[start of Extract]
Kristoff won stage one of the 2020 Tour de France, a year after a disappointing campaign (Image: SWpix.com)

R: What was your most cherished victory?

AK: I would say the Monuments stand out. They are such big events, the biggest race in their countries, and maybe Flanders, since I raced a lot in Belgium, stands out for me. The Sanremo victory is my only victory in Italy and it was also my first Monument. So back then, it was by far the biggest. But at least in the way Flanders was raced, it stands out compared to Sanremo more — I was more active and in the front so it was a cooler victory.

At Sanremo I didn't do anything spectacular, right? I pressed on the Poggio and I won the sprint — I didn't do anything else. It's difficult to win for sure, especially if you're not fast, but  now they are attacking earlier and going really fast. I kind of gave it up in the last couple of years because it was too fast.

R: If you could replay one race differently in your career, which one would it be?

AK: I don't really know what I should have done differently, but in the Worlds in Bergen in 2017, I was second. It was so close, it was really marginal. If I could have taken the win there, then it would have been the biggest. I was centimetres away from the biggest I ever achieved. It's small margins.

R: Do you feel a sense of responsibility for helping the next generation of Norwegian riders with your co-ownership of Team Drali-Repsol?

AK: Now I have a little bit more time, we can use my name. I can talk a bit to sponsors and the guys if they need some advice. It's local to me, in my city, so it's easy for me, if they need me in the office or something to talk with somebody I can easily drop by.

R: And the idea is to have a pathway for Norwegian riders?
[end of Extract]
[start of Material provided]
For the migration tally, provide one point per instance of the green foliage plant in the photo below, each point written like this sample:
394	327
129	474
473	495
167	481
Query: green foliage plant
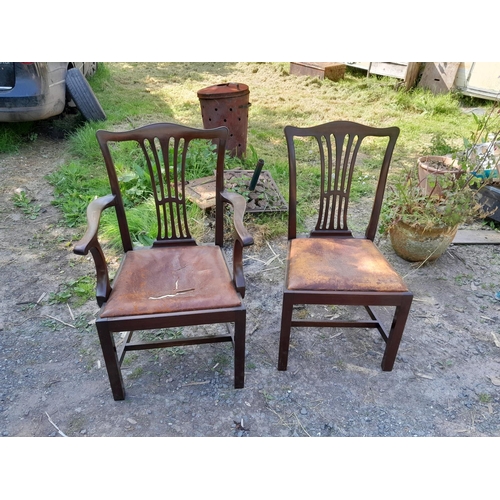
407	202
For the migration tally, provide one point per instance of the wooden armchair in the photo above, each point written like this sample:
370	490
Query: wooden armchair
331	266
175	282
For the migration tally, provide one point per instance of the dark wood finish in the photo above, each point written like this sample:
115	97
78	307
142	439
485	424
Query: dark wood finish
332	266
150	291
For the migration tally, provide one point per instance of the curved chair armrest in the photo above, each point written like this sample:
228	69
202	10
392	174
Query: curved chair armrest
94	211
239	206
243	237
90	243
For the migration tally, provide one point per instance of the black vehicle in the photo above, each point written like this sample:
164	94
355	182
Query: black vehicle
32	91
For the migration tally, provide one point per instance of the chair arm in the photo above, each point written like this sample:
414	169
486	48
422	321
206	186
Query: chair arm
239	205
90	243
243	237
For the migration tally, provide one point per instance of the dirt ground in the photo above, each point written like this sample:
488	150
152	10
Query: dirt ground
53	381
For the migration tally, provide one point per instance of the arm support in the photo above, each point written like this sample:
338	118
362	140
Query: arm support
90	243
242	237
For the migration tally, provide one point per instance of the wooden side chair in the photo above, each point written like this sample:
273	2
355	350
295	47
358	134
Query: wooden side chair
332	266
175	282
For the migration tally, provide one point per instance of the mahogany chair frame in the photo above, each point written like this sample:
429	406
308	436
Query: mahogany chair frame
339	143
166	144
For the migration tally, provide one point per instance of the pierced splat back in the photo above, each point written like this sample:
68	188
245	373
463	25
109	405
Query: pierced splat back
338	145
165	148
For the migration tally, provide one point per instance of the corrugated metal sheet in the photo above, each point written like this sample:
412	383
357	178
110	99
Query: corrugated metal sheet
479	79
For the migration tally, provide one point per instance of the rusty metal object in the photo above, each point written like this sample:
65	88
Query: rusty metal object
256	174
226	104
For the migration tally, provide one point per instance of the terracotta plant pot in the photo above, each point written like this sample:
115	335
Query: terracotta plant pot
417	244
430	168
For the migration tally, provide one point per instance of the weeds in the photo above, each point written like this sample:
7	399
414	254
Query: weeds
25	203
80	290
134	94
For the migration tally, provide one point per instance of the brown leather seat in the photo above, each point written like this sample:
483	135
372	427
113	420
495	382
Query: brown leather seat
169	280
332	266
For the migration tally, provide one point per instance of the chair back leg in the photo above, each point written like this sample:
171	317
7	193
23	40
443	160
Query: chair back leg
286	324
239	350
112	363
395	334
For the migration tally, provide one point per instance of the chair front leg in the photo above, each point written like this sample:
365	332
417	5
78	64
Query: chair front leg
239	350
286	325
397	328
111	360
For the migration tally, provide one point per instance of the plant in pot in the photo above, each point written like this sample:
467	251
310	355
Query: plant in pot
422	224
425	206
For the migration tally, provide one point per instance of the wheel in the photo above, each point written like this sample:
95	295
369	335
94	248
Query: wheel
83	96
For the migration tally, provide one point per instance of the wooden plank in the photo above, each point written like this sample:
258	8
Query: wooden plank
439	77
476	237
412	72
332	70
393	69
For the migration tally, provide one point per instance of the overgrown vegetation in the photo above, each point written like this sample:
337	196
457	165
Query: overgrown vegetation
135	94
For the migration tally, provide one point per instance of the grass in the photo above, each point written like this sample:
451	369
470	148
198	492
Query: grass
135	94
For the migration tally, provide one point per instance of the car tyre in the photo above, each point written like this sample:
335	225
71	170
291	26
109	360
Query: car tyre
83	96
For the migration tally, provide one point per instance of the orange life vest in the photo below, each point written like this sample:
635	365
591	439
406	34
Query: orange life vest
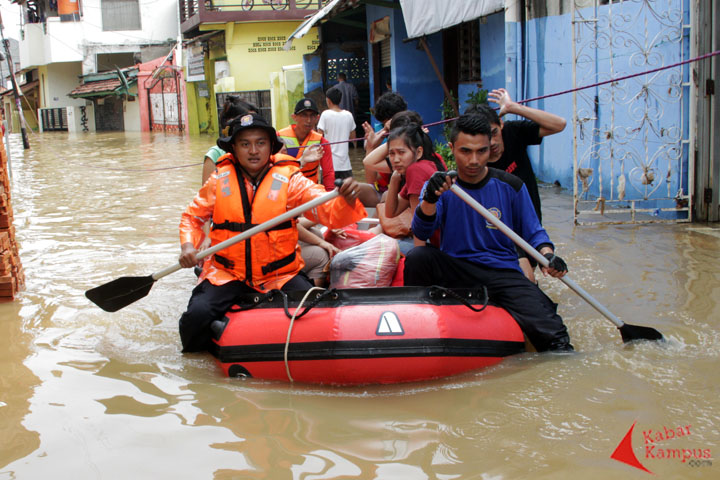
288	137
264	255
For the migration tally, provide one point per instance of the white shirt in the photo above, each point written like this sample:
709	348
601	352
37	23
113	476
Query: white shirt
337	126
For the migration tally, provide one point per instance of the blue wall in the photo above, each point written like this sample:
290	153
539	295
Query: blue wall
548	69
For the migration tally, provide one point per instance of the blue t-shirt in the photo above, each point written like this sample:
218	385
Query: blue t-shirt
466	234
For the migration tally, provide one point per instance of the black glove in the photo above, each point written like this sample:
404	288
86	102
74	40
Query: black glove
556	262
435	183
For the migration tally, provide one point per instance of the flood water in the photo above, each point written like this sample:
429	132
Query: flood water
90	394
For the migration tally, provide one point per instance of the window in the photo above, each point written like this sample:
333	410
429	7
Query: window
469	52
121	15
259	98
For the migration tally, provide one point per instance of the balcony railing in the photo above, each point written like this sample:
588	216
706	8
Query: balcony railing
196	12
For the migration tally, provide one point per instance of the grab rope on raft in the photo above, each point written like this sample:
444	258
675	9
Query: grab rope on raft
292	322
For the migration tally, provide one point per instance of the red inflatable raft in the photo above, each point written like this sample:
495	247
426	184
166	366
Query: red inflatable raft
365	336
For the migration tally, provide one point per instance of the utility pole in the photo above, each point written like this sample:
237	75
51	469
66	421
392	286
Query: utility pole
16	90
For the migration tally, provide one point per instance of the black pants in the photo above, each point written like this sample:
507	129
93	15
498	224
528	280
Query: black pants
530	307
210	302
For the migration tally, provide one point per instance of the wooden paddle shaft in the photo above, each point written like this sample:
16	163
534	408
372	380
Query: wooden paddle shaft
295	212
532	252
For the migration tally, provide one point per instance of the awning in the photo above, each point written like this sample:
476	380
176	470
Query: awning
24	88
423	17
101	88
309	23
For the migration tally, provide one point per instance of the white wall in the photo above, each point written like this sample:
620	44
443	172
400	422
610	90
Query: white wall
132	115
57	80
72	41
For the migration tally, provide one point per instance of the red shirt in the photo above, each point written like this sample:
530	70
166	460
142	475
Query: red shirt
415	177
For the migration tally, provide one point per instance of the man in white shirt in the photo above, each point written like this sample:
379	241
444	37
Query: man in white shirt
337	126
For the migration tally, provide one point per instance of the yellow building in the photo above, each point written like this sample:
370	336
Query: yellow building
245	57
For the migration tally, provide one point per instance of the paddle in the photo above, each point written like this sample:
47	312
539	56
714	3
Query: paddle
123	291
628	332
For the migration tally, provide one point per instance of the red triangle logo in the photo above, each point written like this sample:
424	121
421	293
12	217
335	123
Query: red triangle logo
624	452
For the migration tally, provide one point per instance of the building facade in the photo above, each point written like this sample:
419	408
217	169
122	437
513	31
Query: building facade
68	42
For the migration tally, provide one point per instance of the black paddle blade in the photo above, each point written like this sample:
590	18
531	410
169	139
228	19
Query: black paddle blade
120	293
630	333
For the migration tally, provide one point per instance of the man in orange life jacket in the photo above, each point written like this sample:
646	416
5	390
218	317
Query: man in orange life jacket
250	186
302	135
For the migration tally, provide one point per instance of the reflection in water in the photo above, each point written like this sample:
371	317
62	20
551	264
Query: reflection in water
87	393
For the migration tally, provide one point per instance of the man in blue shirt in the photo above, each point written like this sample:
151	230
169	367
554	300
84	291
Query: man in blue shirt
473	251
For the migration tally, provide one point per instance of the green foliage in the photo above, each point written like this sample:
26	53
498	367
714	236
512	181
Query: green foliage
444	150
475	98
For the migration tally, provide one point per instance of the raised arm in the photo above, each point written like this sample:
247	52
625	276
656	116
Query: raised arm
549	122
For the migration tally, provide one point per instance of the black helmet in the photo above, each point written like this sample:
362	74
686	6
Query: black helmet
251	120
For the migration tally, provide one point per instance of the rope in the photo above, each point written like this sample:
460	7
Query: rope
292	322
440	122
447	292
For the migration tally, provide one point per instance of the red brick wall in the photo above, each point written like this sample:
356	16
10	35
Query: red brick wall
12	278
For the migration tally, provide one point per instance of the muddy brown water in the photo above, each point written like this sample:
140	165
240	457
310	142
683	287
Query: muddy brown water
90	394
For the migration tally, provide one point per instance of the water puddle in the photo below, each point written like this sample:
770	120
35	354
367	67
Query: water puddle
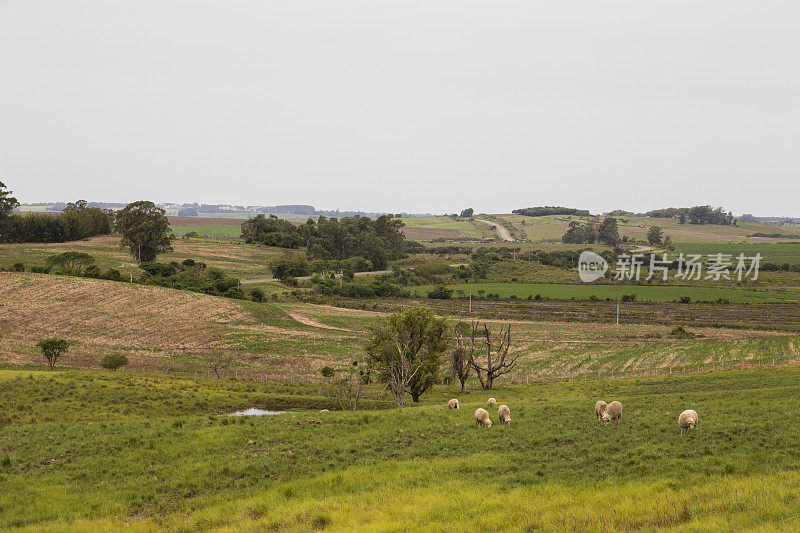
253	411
[end of Material provided]
Jobs:
1: According to the interview, where did Kristoff finish at the 2017 Worlds in Bergen?
2: Using the interview, decide whether each statement agrees with it. Answer yes or no and quote the deciding words exactly. (a) Sanremo was Kristoff's only win in Italy. (b) Kristoff says he rode an active, attacking race to win Sanremo. (c) Team Drali-Repsol is based far from Kristoff's city.

Solutions in order:
1: Second.

2:
(a) Yes: "The Sanremo victory is my only victory in Italy"
(b) No: "At Sanremo I didn't do anything spectacular, right?"
(c) No: "It's local to me, in my city"